▶ PROVIDED DATA
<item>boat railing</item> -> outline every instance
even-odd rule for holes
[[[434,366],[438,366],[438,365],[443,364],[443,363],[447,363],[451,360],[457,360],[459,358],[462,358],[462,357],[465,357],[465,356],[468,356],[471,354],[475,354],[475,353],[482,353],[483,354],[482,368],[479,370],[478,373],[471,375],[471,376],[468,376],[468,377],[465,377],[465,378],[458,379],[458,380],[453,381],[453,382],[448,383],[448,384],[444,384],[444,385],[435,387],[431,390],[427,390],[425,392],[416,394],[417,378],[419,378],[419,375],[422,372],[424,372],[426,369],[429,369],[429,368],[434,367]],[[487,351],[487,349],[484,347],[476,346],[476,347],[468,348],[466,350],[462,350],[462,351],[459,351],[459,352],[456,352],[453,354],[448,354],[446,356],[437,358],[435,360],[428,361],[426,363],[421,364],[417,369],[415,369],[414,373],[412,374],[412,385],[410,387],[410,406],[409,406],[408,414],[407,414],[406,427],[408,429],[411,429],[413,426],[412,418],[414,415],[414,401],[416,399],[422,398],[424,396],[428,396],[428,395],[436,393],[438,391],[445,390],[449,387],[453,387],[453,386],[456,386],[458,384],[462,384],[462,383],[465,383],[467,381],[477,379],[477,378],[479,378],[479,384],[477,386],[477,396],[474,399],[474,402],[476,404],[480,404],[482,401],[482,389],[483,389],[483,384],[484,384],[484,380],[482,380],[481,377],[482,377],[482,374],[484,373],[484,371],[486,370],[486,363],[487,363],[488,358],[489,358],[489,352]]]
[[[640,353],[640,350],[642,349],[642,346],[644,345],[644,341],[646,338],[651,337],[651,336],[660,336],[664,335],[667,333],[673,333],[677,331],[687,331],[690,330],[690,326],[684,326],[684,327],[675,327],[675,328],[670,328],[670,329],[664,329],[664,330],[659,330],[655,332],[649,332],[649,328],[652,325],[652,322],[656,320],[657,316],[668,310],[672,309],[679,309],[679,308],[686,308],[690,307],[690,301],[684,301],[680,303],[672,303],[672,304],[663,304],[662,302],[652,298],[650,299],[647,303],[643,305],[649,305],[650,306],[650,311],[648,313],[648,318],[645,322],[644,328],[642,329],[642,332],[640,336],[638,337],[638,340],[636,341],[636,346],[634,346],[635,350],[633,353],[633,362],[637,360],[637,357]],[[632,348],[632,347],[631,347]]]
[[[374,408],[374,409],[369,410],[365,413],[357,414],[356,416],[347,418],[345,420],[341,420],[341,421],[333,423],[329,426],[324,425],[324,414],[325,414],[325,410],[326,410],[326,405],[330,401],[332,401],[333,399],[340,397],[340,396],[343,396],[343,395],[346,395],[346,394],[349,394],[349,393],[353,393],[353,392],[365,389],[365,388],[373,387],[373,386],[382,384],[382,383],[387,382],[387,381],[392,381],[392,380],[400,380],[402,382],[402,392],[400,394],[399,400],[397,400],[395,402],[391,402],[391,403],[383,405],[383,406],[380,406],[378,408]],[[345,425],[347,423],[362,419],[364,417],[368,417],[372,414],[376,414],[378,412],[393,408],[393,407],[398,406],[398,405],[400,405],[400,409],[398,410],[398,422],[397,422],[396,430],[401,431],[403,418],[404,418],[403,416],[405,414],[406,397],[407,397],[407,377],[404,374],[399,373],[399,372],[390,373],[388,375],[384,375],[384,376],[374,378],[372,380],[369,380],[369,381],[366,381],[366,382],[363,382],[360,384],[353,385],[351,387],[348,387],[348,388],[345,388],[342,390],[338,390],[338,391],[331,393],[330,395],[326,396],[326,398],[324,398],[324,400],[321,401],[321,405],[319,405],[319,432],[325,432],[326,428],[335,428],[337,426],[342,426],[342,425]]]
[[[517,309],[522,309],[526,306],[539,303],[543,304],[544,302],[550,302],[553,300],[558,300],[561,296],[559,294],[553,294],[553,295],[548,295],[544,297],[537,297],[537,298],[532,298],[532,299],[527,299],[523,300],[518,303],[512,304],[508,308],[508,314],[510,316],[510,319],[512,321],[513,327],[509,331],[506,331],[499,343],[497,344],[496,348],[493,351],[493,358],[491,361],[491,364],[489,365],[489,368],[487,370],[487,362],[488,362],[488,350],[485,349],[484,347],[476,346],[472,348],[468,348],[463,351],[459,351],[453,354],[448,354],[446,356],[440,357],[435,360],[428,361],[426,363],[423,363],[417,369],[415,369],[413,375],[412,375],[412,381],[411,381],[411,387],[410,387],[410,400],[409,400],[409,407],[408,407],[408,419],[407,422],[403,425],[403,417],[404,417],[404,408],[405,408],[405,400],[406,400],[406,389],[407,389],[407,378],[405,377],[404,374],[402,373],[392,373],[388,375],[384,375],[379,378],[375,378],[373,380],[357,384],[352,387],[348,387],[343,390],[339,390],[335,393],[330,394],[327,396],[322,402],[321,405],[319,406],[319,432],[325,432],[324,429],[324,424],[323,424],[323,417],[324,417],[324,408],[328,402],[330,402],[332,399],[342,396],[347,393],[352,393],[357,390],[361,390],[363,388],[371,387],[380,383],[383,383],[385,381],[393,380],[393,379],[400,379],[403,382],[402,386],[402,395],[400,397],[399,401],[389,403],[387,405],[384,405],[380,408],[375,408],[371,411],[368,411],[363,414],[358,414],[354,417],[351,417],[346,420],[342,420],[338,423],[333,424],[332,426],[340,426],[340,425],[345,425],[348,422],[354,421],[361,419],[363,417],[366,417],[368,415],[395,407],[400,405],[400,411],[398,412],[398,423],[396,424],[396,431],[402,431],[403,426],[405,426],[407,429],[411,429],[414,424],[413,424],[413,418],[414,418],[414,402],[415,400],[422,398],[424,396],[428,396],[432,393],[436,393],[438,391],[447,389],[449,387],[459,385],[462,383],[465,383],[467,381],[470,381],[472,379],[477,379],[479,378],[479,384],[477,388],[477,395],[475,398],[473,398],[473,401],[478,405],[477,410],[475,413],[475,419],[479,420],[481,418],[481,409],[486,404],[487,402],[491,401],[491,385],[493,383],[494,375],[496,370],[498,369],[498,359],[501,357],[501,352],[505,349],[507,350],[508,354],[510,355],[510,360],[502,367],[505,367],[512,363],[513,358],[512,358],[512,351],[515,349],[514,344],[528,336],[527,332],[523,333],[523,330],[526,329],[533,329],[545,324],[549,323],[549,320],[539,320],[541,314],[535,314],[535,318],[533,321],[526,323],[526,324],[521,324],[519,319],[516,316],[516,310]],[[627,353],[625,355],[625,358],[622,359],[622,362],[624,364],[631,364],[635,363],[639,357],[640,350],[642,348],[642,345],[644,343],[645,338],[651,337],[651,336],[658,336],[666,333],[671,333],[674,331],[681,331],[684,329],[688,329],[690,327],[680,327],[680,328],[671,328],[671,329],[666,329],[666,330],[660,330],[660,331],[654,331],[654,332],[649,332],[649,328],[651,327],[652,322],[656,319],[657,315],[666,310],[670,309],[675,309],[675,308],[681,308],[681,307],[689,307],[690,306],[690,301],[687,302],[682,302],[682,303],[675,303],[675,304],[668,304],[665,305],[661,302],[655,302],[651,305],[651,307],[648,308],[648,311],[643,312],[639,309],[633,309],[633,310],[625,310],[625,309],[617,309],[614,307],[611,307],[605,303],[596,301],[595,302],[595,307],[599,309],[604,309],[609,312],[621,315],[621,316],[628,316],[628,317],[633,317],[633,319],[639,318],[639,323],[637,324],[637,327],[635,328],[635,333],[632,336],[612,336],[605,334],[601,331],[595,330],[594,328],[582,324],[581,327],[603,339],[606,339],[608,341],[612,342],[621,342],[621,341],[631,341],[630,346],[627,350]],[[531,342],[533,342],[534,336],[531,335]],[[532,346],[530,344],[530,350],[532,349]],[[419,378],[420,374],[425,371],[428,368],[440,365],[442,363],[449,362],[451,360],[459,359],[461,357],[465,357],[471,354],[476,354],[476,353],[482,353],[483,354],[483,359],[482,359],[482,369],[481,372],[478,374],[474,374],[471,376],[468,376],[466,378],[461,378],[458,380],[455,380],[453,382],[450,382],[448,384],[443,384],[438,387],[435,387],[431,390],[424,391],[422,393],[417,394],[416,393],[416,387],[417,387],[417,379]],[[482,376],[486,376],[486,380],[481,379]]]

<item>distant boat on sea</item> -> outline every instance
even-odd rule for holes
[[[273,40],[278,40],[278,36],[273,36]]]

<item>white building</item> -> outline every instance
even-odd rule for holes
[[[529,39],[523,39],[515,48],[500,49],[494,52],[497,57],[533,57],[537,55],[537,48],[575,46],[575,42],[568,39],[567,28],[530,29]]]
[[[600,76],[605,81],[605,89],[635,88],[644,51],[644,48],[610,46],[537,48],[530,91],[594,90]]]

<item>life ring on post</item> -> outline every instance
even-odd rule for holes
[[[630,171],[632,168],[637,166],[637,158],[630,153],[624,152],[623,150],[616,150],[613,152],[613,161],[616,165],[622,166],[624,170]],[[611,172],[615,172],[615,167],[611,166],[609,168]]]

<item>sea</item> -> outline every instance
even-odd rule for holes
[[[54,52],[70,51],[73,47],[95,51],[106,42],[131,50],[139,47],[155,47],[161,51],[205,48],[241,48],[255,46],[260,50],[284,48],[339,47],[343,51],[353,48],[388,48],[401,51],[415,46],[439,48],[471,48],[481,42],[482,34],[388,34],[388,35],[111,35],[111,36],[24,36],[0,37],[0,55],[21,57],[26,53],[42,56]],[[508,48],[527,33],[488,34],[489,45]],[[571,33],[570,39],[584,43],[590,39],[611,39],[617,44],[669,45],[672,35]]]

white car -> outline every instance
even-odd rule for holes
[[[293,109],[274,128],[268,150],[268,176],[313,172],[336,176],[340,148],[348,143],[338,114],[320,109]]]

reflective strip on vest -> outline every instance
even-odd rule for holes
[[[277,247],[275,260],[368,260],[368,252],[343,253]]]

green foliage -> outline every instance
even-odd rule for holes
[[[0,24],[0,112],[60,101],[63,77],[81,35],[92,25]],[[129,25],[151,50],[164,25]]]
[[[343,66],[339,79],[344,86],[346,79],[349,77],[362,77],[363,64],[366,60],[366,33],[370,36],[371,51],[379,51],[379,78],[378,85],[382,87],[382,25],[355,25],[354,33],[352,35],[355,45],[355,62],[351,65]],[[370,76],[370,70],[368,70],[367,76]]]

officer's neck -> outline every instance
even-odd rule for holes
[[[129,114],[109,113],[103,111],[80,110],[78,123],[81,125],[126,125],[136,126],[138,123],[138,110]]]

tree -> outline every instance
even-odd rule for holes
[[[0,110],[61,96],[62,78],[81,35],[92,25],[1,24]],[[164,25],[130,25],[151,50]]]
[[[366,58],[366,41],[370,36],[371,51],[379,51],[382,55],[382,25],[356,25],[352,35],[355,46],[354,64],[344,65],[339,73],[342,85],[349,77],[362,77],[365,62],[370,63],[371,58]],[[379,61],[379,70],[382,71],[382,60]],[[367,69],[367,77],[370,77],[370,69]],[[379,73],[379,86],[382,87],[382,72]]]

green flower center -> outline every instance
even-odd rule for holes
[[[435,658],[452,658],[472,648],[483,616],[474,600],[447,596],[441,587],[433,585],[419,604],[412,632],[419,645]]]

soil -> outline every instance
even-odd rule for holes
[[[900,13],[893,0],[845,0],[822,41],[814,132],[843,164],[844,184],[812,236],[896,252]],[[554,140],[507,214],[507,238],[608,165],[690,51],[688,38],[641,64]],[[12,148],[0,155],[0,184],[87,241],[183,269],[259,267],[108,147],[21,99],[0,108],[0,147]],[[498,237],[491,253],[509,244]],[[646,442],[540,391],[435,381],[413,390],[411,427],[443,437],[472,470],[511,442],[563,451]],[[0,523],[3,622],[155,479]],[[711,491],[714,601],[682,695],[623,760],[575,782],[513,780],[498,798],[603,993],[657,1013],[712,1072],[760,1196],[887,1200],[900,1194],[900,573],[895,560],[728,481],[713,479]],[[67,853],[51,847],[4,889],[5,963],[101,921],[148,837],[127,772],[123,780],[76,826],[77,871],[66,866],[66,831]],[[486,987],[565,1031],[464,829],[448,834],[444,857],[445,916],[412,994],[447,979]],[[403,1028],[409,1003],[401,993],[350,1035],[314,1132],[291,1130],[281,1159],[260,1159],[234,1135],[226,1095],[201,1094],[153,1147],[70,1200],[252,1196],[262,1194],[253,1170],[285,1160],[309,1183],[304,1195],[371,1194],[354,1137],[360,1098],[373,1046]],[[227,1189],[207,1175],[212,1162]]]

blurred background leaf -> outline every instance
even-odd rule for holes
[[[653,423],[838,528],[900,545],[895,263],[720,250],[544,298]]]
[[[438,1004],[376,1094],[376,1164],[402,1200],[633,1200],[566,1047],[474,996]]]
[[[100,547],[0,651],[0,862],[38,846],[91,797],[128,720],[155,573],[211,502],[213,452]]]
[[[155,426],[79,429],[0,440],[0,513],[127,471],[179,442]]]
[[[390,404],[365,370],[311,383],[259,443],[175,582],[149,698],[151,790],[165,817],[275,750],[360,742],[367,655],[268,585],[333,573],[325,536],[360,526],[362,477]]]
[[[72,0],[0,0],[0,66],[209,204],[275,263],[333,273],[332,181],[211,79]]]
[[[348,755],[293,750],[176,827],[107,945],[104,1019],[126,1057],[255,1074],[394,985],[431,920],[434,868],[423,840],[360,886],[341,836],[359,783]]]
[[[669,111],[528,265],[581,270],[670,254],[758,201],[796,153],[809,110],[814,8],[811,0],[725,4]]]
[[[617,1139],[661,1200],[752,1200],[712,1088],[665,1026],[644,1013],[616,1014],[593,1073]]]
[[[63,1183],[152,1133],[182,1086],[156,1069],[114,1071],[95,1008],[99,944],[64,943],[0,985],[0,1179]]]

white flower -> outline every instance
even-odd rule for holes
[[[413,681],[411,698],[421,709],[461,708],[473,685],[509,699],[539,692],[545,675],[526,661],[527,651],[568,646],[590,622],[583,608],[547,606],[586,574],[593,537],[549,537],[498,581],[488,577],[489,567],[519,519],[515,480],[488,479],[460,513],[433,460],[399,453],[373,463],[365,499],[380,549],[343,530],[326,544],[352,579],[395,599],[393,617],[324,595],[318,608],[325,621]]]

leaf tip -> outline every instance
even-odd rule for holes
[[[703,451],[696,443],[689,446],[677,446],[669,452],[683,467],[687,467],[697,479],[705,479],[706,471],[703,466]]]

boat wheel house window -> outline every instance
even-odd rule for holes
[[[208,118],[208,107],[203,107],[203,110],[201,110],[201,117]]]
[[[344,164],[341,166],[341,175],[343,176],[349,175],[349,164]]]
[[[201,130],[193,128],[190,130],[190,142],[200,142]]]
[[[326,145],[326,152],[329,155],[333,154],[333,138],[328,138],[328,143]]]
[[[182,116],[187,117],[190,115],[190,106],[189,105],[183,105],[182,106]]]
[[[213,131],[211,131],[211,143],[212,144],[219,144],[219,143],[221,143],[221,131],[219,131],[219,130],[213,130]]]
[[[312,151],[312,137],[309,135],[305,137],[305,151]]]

▶ WHAT THE TASK ASKS
Among the records, find the lines that contain "white" and copy each of them.

▶ WRITTEN SOLUTION
<item>white building</item> -> outline every instance
white car -> outline every instance
white flower -> outline every instance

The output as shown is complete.